- Dokument:
Der Umzug der Landesarchivs hat begonnen. Seit vergangener Woche werden an den bisherigen Standorten in Düsseldorf und in Brühl die Kisten gepackt und diese per Lkw zum neuen Standort an der Schifferstraße im Duisburger Innenhafen verfrachtet.
Die Voraussetzungen
Ein Umzug ist stets die beste Gelegenheit, um auszumisten und sich von überflüssigem Krempel zu trennen. Zudem geht unterwegs so manches Teil verloren oder kaputt. Wenn aber ein Archiv sein Domizil wechselt, gelten andere Spielregeln: Hier soll und darf kein einziges Exemplar der Millionen Blätter, Akten und Urkunden verloren gehen. „Es ist einer der größten Umzüge in der Geschichte des deutschen Archivwesens. Die Vorbereitungen darauf laufen seit 2008. Auf uns wartet eine logistische Herausforderung von riesigen Ausmaßen“, erklärt Dr. Frank Bischoff, Leiter des Landesarchivs.
Die Vorbereitungen
Düsseldorf, Ortsteil Golzheim. Hier an der Mauerstraße ist einer von insgesamt sechs Standorten, in denen bisher der Landesarchivbestand der Abteilung Rheinland untergebracht war – drei davon in Düsseldorf, drei in Brühl. Dieses fast unendliche Meer aus Material soll nun zentral am neuen Standort in Duisburg eingelagert werden. Um bei dieser Masse nicht die Orientierung zu verlieren, bedurfte es vorm Umzug einer exakten Planung.
So wurde auf ellenlangen Listen festgelegt, welcher Archivbestand künftig an welcher Stelle in Duisburg seinen Platz einnehmen wird. Auf einem Aufkleber, der deutlich sichtbar an jeder der Holzkisten prangt, ist mit einer Ziffernfolge das Gebäude, die Etage, das Magazin und sogar das genaue Regal festgelegt, wo das Material einsortiert werden soll.
Der Transport
Jede vollgepackte Holzkiste wird vor dem Abtransport noch mit Klarsichtfolie umwickelt, so dass nichts herausrutschen kann oder verschmutzt wird. Auf Rollbrettern schieben die 20 Mitarbeiter der ausgewählten Spedition die wertvolle Fracht zur Rampe des Gebäudes, vor der ein Lkw mit offener Ladeklappe parkt. Neben den Holzkisten kommen auch so genannte Klimakisten zum Einsatz. „Die sind für Luftbilder und unsere 70.000 Urkunden“, erklärt Günter Drögeler, Abteilungsleiter Zentrale Dienste im Landesarchiv. Auf die besonders alten und sehr wertvollen Archivalien – so genannte Zimelien – wird natürlich besonders geachtet.

- Daten:
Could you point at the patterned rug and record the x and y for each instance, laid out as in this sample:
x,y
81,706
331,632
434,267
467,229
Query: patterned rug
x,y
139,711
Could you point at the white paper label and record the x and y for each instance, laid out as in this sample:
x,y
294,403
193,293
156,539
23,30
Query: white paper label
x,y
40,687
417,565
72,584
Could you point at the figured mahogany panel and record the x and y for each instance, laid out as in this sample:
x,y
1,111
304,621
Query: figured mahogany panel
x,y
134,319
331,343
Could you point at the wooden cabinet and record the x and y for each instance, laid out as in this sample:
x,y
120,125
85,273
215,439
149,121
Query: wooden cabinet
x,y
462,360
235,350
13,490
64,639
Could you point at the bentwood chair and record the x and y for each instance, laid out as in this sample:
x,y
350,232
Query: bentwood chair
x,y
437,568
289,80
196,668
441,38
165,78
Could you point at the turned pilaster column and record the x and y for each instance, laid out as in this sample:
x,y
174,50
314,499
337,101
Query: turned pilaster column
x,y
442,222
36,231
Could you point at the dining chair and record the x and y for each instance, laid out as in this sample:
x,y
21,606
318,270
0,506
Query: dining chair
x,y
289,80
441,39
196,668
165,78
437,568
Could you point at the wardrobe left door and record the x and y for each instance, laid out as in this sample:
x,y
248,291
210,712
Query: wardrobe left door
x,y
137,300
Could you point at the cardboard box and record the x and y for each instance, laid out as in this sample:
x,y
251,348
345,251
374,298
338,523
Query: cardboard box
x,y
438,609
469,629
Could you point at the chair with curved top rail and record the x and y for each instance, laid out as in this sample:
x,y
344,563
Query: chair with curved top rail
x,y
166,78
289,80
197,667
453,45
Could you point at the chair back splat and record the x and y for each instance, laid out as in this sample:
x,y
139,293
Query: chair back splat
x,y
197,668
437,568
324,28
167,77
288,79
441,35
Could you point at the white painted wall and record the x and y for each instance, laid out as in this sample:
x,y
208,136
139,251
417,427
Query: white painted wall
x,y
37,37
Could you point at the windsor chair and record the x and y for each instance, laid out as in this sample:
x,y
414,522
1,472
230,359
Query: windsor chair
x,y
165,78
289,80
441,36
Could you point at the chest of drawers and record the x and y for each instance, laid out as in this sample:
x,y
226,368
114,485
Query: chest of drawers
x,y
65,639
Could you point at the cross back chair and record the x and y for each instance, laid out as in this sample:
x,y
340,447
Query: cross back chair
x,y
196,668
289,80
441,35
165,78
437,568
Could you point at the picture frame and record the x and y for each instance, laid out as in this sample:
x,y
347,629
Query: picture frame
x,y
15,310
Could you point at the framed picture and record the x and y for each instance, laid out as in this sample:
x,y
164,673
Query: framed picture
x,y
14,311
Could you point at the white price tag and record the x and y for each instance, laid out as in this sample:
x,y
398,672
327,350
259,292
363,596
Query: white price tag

- Aufgaben:
1 - Nennen Sie alle Angaben, die laut dem Text zum Umzug des Landesarchivs auf dem Aufkleber an jeder Holzkiste mit einer Ziffernfolge festgelegt sind.
2 - Beantworten Sie anhand des Textes zum Umzug des Landesarchivs:
(a) Seit welchem Jahr laufen die Vorbereitungen für den Umzug?
(b) Wie viele Mitarbeiter der Spedition schieben die Fracht zur Rampe?
(c) Auf wie viele Standorte war der Bestand der Abteilung Rheinland bisher verteilt?
3 - Schreiben Sie aus dem Text zum Umzug des Landesarchivs den Abschnitt ab, der mit „Die Voraussetzungen“ beginnt und bis einschließlich „Leiter des Landesarchivs.“ reicht.

- Antworten nacheinander:
1 -
Gebäude
Etage
Magazin
Regal

2 -
(a) Seit 2008.
(b) 20 Mitarbeiter.
(c) Auf sechs Standorte, drei in Düsseldorf und drei in Brühl.

3 -
Die Voraussetzungen
Ein Umzug ist stets die beste Gelegenheit, um auszumisten und sich von überflüssigem Krempel zu trennen. Zudem geht unterwegs so manches Teil verloren oder kaputt. Wenn aber ein Archiv sein Domizil wechselt, gelten andere Spielregeln: Hier soll und darf kein einziges Exemplar der Millionen Blätter, Akten und Urkunden verloren gehen. „Es ist einer der größten Umzüge in der Geschichte des deutschen Archivwesens. Die Vorbereitungen darauf laufen seit 2008. Auf uns wartet eine logistische Herausforderung von riesigen Ausmaßen“, erklärt Dr. Frank Bischoff, Leiter des Landesarchivs.